* Required action A:
Using the article on Connecticut's adoptee birth certificate bill, answer each question on its own line:
(i) When did the bill pass the House?
(ii) What date is given as the session deadline?
(iii) What would Carol Goodyear's gene test have cost her?
* Required action B:
According to the article on Connecticut's adoptee birth certificate bill, why did Senate Minority Leader John McKinney file amendments to the bill? Answer in one to three sentences.
* Required action C:
List every person named in the article on Connecticut's adoptee birth certificate bill.

Source text Block Start

Hugh McQuaid Photo
Bridgeport Mayor Bill Finch (Hugh McQuaid Photo)

Bridgeport Mayor Bill Finch tried Tuesday to pressure the Senate to give adoptees access to their original birth certificates and the names of their biological parents.

The legislation awaiting action in the Senate passed the House last week. It would allow adoptees born after Oct. 1, 1983, access to their original birth records. In Connecticut and most other states, adoptees receive amended birth certificates that omit the parents’ names.

At a Tuesday afternoon press conference in the Legislative Office Building, Finch, a former state senator who was adopted himself, said the current law perpetuates a type of discrimination.

“We’re being treated like second class citizens and we have been since 1974 in most of the United States,” he said. “. . . The government does not have a right to take my identity from me and put it under lock and key.”

Finch compared the issue to the debate over marriage equality. When he was in the state Senate, the legislature adopted Connecticut’s civil union law for same sex couples. He said he almost did not vote for the bill.

“. . . because I know equality when I see it and that’s not equality, but we voted for it as an incremental step,” he said.

Finch said the adoption birth certificate bill before the Senate represents a similar incremental step. The bill reaches back as far as 1983 when biological parents began signing a form acknowledging the child may, as an adult, access documents that could identify them.

It was negotiated to ease the concerns of lawmakers who feel the change violates the trust of birth mothers who expected the state to respect their privacy.

“It’s a step in the right direction,” Finch said. “We are not adoptees, we’re citizens, we’re mayors, we’re legislators, we’re owners of businesses.”

With less than two days left in the session, it’s unclear whether the bill will see a floor vote this year. Although proponents say they’re confident they have the votes to pass the legislation, Senate leaders are wary of raising any bill that could spark a lengthy debate as the May 7 deadline approaches.

The bill has the potential for a lengthy debate. Although Senate Majority Leader Martin Looney said he personally supports the bill, Senate Minority Leader John McKinney has attached several amendments to the legislation.

McKinney, who has opposed similar legislation in the past, said Monday he had not finished reading this year’s bill. He said he filed amendments on it to give opponents in the Senate time to get a better grasp of what changes were made to the adoption process in 1983 which formed the basis of the House compromise.

“This is just a way to take a breath so a number of us can read it,” he said. “I don’t want birth mothers who made the choice to give a child away for adoption believing they would not be contacted to be contacted . . . What was the birth mother led to believe and told when she was giving a child away for adoption?”

Although he has been opposed the legislation, McKinney said he understood a major concern for many adoptees who want access to their family medical history.

“Even for adoptees before 1983, there should be a way to access medical records. Without question, that’s extremely important to know whether your biological mother or father had some kind of genetic disease that could be passed on,” he said.

It’s an issue Carol Goodyear, vice president of the adoption advocacy group Access Connecticut, came face-to-face with last year when after a mammogram, she asked to be tested for predisposition to breast cancer.

“The radiologist said ‘yes, that was fine,’ I could have the gene test but because I do not have my biological medical history, the test would cost me $3,000. For the non-adopted population in Connecticut, the test cost zero,” she said. “I left there very angry, very mad, very hurt, and sick and tired of being treated like a second class citizen.”

Source text Block End
Information supplied Block Start

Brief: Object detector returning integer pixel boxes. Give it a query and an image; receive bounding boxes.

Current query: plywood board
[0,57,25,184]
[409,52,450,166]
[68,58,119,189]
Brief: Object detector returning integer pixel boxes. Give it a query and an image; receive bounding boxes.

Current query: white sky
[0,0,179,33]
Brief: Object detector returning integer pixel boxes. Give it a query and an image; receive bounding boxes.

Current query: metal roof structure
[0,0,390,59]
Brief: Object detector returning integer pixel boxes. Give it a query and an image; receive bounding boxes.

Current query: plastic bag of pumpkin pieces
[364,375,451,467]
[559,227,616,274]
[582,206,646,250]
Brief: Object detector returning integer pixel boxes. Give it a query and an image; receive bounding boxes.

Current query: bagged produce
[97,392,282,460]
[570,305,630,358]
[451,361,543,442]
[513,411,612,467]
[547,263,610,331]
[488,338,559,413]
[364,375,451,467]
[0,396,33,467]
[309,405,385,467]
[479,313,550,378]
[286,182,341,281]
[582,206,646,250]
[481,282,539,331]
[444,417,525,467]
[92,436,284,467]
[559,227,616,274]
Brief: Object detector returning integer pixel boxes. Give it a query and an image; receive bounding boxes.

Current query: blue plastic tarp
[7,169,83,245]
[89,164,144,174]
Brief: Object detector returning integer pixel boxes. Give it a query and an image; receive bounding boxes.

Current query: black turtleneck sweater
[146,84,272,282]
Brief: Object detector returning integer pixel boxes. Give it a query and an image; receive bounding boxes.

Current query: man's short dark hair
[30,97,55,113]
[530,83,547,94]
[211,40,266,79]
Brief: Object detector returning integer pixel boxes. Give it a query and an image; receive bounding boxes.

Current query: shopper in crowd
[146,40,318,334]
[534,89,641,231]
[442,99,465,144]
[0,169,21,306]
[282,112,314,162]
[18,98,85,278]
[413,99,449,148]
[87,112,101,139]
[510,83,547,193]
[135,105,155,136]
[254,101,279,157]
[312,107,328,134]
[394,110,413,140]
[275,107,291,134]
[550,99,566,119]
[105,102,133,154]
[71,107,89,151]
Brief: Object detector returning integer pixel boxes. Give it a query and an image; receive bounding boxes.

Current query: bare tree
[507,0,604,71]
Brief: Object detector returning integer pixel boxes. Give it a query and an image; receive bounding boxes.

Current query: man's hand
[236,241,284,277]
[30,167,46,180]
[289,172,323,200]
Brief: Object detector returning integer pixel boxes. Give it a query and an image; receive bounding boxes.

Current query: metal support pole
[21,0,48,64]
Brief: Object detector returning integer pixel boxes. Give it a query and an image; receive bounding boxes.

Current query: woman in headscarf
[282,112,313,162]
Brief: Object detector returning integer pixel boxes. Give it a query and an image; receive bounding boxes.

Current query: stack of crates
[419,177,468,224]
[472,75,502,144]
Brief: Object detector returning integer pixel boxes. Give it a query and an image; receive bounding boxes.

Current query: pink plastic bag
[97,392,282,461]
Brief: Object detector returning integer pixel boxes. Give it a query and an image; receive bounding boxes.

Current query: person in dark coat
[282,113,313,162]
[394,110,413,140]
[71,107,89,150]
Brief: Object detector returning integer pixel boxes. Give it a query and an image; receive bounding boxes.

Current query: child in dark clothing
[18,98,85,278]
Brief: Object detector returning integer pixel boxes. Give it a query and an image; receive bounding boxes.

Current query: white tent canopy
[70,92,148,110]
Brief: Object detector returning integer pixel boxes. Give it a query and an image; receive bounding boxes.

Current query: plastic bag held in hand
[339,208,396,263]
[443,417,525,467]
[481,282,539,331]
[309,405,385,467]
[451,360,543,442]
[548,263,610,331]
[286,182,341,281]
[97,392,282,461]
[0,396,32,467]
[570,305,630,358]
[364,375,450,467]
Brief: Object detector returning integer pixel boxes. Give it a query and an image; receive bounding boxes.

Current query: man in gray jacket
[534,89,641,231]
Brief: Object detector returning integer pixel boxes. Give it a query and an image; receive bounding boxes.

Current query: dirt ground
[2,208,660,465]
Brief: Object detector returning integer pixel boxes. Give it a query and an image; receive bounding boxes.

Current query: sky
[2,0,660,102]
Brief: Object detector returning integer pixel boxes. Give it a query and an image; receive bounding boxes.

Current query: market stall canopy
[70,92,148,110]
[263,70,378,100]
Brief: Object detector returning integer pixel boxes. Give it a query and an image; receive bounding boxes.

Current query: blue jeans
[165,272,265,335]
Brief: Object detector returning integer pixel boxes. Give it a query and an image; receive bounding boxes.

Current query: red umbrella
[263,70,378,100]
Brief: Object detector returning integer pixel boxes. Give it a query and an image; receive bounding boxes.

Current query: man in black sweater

Information supplied Block End

* Answer area A:
(i) Last week.
(ii) May 7.
(iii) $3,000.

* Answer area B:
He filed them to give opponents in the Senate time to better understand the changes made to the adoption process in 1983, which formed the basis of the House compromise. In his words, it was "a way to take a breath so a number of us can read it."

* Answer area C:
- Hugh McQuaid
- Bill Finch
- Martin Looney
- John McKinney
- Carol Goodyear